A critical idea is that, once an experiment is complete, you or another ILABS person should be able to run your analysis script once, from scratch, for all subjects, and end up with all of the basic preprocessed files (evoked, epochs, inverse, etc.) you will need for your downstream scripts used for publication (stats, etc.).
To achieve mnefun
’s reproducibility goal, it is important
not to run your processing script by changing parameters for different
subjects as you process each of them, or by doing steps manually.
Where subject-specific values are needed, we can add functionality to allow
subject-specific values in the script itself, such as proj_nums
(see below).
Note
The one step that might (somewhat routinely) need to be “worked around” is the data fetching step, which requires that the files on the acquisition machine be named properly, which might not always be the case, for example when:
files are named incorrectly (typos, inconsistently) during acquisition
runs are re-executed and saved with a different name (e.g.,
_redo_raw.fif
).
But this should ideally be the exception and not the rule.
Experiment parameters can be specified using a params = Params(...)
call in
a script (old way), or by specifying a YAML script with the experiment
parameters (new way) and using mnefun.read_params()
to load the
parameters. The processing pipeline steps and relationships are given below.

Records excerpted from a collection
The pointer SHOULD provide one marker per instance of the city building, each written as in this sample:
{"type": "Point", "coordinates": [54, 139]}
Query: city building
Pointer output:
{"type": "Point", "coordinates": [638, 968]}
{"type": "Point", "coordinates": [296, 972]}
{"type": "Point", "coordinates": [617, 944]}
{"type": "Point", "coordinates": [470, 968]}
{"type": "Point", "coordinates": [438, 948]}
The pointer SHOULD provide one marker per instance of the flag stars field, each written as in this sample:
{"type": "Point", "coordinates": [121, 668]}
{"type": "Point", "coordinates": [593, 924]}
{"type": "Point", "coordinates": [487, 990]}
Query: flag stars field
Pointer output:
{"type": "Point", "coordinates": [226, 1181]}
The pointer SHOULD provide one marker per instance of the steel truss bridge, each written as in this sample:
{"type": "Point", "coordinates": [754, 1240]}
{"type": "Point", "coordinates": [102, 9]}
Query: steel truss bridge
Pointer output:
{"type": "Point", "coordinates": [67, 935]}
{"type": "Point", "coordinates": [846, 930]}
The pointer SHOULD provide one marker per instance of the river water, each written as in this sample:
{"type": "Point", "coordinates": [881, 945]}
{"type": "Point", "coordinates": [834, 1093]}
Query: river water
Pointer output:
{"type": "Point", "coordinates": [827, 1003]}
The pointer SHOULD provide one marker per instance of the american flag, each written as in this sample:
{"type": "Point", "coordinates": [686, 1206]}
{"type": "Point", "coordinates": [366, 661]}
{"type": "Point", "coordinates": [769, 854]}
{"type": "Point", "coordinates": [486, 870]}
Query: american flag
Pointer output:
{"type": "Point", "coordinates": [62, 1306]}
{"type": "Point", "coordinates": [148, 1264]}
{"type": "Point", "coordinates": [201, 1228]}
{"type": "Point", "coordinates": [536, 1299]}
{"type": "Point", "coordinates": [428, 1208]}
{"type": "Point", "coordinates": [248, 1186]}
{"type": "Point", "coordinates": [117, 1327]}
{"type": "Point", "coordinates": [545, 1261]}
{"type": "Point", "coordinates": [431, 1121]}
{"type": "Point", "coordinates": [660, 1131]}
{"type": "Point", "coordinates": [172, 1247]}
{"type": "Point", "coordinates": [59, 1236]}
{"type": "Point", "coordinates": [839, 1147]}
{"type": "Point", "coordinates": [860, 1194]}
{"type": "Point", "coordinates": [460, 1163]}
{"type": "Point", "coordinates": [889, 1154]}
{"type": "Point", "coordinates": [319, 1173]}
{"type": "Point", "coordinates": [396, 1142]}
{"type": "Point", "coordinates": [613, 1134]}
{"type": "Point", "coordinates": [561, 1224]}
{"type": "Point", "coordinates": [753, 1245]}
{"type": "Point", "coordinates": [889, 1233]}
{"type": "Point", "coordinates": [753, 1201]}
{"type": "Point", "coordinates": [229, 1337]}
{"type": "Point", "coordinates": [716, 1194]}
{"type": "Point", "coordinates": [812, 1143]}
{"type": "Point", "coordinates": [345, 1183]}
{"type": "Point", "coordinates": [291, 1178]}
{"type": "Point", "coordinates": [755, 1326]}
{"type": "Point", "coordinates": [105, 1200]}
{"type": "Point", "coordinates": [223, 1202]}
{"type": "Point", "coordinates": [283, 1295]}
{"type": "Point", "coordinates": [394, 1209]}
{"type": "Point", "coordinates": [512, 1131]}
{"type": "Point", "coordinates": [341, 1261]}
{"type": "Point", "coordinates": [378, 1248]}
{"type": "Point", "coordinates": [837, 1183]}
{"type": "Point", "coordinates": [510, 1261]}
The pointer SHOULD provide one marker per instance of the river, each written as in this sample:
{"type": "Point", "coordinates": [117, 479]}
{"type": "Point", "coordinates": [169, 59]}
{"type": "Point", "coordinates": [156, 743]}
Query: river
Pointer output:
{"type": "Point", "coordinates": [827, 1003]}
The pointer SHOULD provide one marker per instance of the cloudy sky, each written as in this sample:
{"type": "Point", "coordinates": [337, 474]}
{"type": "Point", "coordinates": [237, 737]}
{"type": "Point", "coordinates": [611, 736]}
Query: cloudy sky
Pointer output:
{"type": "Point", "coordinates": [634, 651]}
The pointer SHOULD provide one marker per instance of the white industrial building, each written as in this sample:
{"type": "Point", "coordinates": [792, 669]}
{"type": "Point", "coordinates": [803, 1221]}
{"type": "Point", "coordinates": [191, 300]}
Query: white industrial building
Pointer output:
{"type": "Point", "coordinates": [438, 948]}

▶ **Brief 1**: List the types of preprocessed files that the passage on mnefun reproducibility names explicitly in its first paragraph.
▶ **Brief 2**: Continue the passage on mnefun reproducibility from its final sentence.

▶ **Task response 1**: evoked, epochs, inverse

▶ **Task response 2**:
All YAML parameters are described in their appropriate sections.
Consider looking at mnefun/examples/funloc
directory for a canonical
example of how to process data using mnefun.
Flow chart¶
Running parameters¶
general
: General options¶
- work_dirstr
Working directory, usually “.”.
- subjects_dirstr
Directory containing the structurals.
- subject_indiceslist
Which subjects to process.
- disp_filesbool
Display status.
Note
Anywhere a dict
is supported as an option (e.g.,
mf_prebad
or proj_nums
), a special entry '__default__'
can be used turn the dictionary into a
defaultdict
instance.
This is useful in cases where a single set of values works for most
subjects, but a few need different ones. For example in YAML form:
proj_nums: {
__default__: [[2, 2, 0], [1, 1, 2], [0, 0, 0]],
subj_08: [[2, 2, 0], [1, 1, 3], [0, 0, 0]],
}
1. fetch_raw¶
Fetch raw files from an acquisition machine.
fetch_raw
: Raw fetching parameters¶
- subjectslist of str
Subject names.
- structuralslist of str
List of subject structurals.
- dateslist of tuple or None
Dates to use for anonymization. Use “None” to more fully anonymize.
- acq_sshstr
The acquisition machine SSH name.
- acq_dirlist of str
List of paths to search and fetch raw data.
- acq_portint
Acquisition port.
- acq_excludelist of str
Regular expressions to exclude when trying to find the correct remote directory. This can be useful for example if a subject was run more than once, or someone has done some preprocessing or made copies on the acquisition machine, e.g.:
['genz_proc', 'genz_[0-9]+_[0-9]+a']
which means “exclude anything with ‘genz_proc’; or anything with a substring that has ‘genz_’, followed by at least one number, followed by ‘_’, followed by at least one number, followed by ‘a’” – the latter being useful when subjects should be named
genz100_9a
but have some duplicate directories namedgenz_100_9a
.- run_nameslist of str
Run names for the paradigm.
- runs_emptylist of str
Empty room run names.
- subject_run_indiceslist of array-like | dict | None
Run indices to include for each subject. This can be a list (must be same length as
params.subjects
) or a dict (keys are subject strings, values are the run indices) where missing subjects get all runs. None is an alias for “all runs”.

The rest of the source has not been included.